• _Extracted text_
☆ ☆ ☆

Larkin first knew he wanted to pursue musical theater in sixth grade when he played Nick Bottom in Heathwood Hall’s abridged production of Shakespeare’s A Midsummer Night’s Dream. (Fun fact: CMM Editor Margaret Clay played Hermia in the very same production.) Tamara Stevenson taught drama at Heathwood, and Barbara Bryan taught music. Under their direction, Larkin remembers developing a passion for Broadway tunes. Later at Hammond School, Larkin worked with drama teacher Linda Khoury and choral director Steven Hillard, who shepherded him into extracurricular theater roles, including a stint as Andrew in Workshop Theatre’s production of Jesus Christ Superstar.
Larkin took guitar lessons from Barrett Smith, who played bluegrass on Thursday nights with a live band at the now-defunct El Burrito in Five Points. He has fond memories of going to hear Barrett’s band play.
“I was too young to drink, but I was plenty old enough to appreciate the burritos and the live tunes, so my best friend, the other guitar player in my band at the time, and I would go to check stuff out there.”
Formed with neighborhood friends Lee Holmes; Lana Sims; and Larkin’s third cousin, Luke McFadden; Larkin’s band was called One Flight Down because rehearsals were held in Mary and Mac McFaddens’ basement.
“We used to play at Flora, at Hammond, and at all kinds of talent shows,” Larkin says. “We competed in a Columbia area battle of the bands our senior year, and we actually won it.” The prize was a free recording session and an invitation to open for a radio-hit band at a bar near the airport. Larkin treasures the recording that One Flight Down got to make. Nearly 15 years later he is looking forward to recording an album of original songs with his current band, Sir Richard Newton, which he formed with castmate Dan Gleason.
Larkin has a blue-eyed Australian shepherd, Newman, and lives in Astoria, about a 20-minute train ride away from Times Square. His girlfriend is fellow Broadway star Liana Hunt. The two met as students in the CAP21 program at New York University’s Tisch School of the Arts.
“It was so funny because we played lovers in Pippin and Urine Town, and we were both dating other people at the time, so we were just friends. A year after school, we both found ourselves single, and it was kind of like, ‘Oh, of course,” Larkin says.
Larkin’s guidance counselor at Hammond sparked his path to NYU. He remembers Adeline Lundy pulling him aside in her office one day and suggesting he visit a private school in California, Idyllwild Arts. His parents took him to an audition, and he was accepted at Idyllwild on the spot. He spent his senior year in California concentrating on musical theater and auditioning for colleges.

☆ ☆ ☆

• _Data_
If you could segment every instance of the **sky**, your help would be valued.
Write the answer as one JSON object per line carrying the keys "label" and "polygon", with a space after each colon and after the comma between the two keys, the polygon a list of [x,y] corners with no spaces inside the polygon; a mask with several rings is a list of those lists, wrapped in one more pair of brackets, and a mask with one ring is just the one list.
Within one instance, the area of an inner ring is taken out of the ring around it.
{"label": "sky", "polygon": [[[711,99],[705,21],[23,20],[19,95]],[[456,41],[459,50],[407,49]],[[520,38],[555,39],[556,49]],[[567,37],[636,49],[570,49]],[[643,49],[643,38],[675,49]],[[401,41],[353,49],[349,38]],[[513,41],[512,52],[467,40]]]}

☆ ☆ ☆

• _To be done_
1 > Translate this sentence from the profile of Larkin into Spanish: "Larkin has a blue-eyed Australian shepherd, Newman, and lives in Astoria, about a 20-minute train ride away from Times Square."
2 > Carry the profile of Larkin forward from its last sentence.
The lines aren't needed here.

• _Answers provided_
1 > Larkin tiene un pastor australiano de ojos azules, Newman, y vive en Astoria, a unos 20 minutos en tren de Times Square.

2 >
Now that his career is well-established, Larkin spends his free time serving as a volunteer for the Broadway Green Alliance on the set of Wicked, finding ways to encourage environmental responsibility at the theater. He regularly practices yoga before going onstage. Surprisingly he learned a favorite thing to do before a Broadway show while spending summers at Folly Beach in South Carolina.
“Surfing is one of my very greatest passions,” Larkin says. “It’s probably one of my biggest artistic influences as well. Something about surfing has so many metaphors for the rest of life. It’s a discipline and a passion. It’s a solo venture, and it’s my favorite way of spending time outside and exercising.”
With a different wetsuit for each season, Larkin surfs year-round. “New York has world-class waves, much to my surprise when I moved here. Sometimes you’ve got to wait a month or so for the waves to come, but when they do, they’re really good. Never in a million years did I think I’d go surf some really nice waves before my Broadway show at night.”
If surfing is a metaphor for life, all Larkin Bogan needs to do is wait for the next big break.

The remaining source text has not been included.